**WORK INSTRUCTIONS:**
Could you please reproduce every record below exactly, leaving out the pictures?
[Opening EXERCISE DATA section]
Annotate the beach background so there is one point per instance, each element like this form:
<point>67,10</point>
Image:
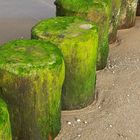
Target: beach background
<point>18,16</point>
[Closing EXERCISE DATA section]
**TASK RESULT:**
Annotate the beach background so there is one point per instance, each element like this form:
<point>67,10</point>
Image:
Target: beach background
<point>18,16</point>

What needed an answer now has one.